Ole Smoky Moonshine is a moonshine bartenders recommend.
Credit: Ole Smoky Moonshine

“I’m from Virginia near the Blue Ridge Mountains, so the first time I ever had moonshine, it was homemade,” recalls Caleb Elder, who has been a bartender at Ole Smoky’s Nashville distillery since 2019 and the cocktail demonstrator for the company’s Instagram videos. “My dad had a guy that would make it for him at work and it was stored in an old pickle jar, labeled with really bad handwriting and three X’s written in Sharpie on top. But it was so smooth.”

Elder, and his effervescent passion for moonshine, sat down with VinePair to share his professional and personal knowledge on how best to appreciate and enjoy this understated spirit.

Drinking Moonshine Straight and as a Substitution

It’s that characteristic (if unexpected) smoothness that draws in first-time moonshine drinkers. “If you want to try the spirit just as it is and you’re drinking it straight, I always recommend pouring it over ice,” Elder says “In fact, I keep my bottles on ice when I do my tastings.”

The pure, straightforward taste of unflavored moonshine makes it incredibly versatile when it comes to cocktails, especially as a substitute for other alcohols. “It is comparable to vodka so the next time you’re going to do a vodka cranberry or vodka soda, try moonshine instead,” Elder suggests. Another of his favorites is to update the Bloody Mary by using 2 ounces of moonshine over 12 ounces of ice and Bloody Mary mix before straining it and topping it with more moonshine-soaked vegetables. To easily make your own, Elder says, drain and save the liquid from a pickle jar, keeping the pickles in the jar, then fill the jar up halfway with moonshine before topping up with the pickle juice. For a kick, add a few dashes of hot sauce before closing, shaking, and letting sit in the refrigerator for a few hours to marinate.

While moonshine’s reputation may not have made it a natural substitution for stirred, spirit-forward cocktails previously, it would be a shame to not think of it as such now. “I tell people that moonshine makes the best ‘backyard cocktail,’” Elder says. “You can dress them up, you can dress them down, you can go as simple as you want.” This includes drinks like the Martini or Negroni, he adds, though the key is opting for a moonshine that has lost much of its corn flavor through multiple distillations.

════════════════

◆ **Your goal**: According to the moonshine article, since what year has Caleb Elder been a bartender at Ole Smoky's Nashville distillery? This material comes from a separate source unrelated to the moonshine article.

◆ **Listed records**:
════════════════

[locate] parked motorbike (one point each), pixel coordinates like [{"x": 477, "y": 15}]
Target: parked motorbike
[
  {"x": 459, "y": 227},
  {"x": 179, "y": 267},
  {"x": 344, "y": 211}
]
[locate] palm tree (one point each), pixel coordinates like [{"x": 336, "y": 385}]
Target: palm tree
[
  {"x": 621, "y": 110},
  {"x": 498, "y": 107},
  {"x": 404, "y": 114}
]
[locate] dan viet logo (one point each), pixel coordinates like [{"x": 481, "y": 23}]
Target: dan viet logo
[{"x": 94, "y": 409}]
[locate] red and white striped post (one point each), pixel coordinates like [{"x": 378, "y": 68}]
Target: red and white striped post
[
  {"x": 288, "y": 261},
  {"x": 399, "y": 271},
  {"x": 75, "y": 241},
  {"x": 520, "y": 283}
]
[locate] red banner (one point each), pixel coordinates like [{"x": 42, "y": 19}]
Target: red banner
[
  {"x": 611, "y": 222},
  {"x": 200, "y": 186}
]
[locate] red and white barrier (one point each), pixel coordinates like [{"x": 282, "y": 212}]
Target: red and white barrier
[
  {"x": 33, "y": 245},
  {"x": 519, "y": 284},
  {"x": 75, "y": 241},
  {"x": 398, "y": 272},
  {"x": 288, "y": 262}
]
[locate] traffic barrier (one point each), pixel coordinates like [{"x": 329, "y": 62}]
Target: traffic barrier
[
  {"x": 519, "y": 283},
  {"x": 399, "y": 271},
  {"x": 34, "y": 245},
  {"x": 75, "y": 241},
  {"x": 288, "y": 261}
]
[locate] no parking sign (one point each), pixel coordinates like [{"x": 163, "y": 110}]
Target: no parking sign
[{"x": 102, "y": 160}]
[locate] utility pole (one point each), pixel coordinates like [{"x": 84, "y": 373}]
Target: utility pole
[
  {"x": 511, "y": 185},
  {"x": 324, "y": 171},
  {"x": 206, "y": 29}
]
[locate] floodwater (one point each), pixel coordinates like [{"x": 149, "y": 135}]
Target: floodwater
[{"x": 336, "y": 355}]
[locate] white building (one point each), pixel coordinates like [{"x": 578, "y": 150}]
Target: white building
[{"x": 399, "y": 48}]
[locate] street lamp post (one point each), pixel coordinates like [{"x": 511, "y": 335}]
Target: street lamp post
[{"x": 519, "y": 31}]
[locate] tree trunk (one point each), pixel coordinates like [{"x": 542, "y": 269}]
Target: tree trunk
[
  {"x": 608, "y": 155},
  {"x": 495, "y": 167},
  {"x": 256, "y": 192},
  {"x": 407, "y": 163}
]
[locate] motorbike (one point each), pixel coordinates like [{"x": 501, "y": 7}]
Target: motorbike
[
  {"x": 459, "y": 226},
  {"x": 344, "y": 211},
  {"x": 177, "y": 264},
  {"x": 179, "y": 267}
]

════════════════

◆ **Task response**: 2019